**Extracted records**
------------------------------------------------------------

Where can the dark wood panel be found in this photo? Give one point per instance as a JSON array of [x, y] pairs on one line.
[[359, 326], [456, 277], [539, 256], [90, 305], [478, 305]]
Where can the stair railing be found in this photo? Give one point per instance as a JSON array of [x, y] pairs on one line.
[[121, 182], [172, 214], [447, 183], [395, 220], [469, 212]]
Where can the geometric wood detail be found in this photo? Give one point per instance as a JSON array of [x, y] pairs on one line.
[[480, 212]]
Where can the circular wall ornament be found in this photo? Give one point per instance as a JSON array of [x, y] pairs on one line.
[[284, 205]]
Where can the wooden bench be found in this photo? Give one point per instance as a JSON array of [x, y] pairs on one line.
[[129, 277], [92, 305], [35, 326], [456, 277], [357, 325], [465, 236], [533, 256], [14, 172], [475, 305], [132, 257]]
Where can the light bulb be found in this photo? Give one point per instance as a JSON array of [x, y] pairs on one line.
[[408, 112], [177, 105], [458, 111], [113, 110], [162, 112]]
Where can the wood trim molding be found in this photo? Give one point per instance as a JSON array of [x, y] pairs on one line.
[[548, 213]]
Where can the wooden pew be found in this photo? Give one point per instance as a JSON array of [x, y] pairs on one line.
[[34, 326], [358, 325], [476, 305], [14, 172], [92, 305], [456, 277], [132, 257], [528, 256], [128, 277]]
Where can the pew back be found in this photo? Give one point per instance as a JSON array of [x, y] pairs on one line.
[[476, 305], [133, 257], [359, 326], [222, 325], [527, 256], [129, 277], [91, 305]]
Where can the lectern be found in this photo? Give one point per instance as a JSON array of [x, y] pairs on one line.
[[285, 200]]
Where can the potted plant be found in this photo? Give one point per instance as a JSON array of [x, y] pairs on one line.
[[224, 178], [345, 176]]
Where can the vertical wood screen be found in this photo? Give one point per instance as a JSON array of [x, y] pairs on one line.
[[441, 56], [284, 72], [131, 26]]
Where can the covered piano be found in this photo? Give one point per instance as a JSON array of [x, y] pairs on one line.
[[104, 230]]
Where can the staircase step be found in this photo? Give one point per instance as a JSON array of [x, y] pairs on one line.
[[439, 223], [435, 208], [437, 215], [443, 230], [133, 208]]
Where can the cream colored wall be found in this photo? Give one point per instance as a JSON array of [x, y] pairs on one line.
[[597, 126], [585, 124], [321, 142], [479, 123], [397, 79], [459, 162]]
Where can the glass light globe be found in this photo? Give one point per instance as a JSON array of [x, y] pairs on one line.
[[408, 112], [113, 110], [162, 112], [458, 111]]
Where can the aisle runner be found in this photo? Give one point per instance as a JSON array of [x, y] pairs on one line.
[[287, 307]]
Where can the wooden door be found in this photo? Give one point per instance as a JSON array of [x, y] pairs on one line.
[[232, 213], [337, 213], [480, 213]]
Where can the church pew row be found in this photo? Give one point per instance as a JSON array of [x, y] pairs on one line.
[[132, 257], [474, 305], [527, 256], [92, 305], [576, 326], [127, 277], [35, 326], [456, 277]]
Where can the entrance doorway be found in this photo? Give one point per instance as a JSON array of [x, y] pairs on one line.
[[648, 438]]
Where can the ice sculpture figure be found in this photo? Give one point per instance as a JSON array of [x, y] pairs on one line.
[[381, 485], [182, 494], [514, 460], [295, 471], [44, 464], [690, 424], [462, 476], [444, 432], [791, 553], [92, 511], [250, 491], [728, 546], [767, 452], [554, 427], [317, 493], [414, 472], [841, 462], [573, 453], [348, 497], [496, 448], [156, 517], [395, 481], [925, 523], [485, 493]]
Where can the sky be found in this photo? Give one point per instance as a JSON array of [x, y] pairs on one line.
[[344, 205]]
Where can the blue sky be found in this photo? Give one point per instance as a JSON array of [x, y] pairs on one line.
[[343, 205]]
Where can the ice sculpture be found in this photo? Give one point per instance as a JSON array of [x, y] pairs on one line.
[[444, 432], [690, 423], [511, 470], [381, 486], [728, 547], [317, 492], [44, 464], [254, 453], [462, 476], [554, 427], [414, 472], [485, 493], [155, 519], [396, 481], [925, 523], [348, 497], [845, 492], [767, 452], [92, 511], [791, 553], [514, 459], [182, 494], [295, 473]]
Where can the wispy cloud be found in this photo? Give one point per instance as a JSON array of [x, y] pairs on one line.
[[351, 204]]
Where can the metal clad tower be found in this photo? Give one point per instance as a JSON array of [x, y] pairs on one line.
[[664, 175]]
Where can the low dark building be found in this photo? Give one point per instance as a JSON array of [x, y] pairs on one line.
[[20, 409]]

------------------------------------------------------------

**WRITTEN PROBLEM**
Can you repeat the rows from the first one through the row containing "[[121, 182], [172, 214], [447, 183], [395, 220], [469, 212]]", switching "stair railing" to "handrail" and leaving everything else unchanged?

**FINISHED ANSWER**
Where can the dark wood panel be found in this photo? Give one point per instance as a JSON array of [x, y] pairs on one line.
[[359, 326], [456, 277], [539, 256], [90, 305], [478, 305]]
Where can the handrail be found in this photo? Give one point per instance as a JSON array of [x, y] pairs on one line.
[[121, 182], [172, 214], [447, 183], [395, 220], [469, 212]]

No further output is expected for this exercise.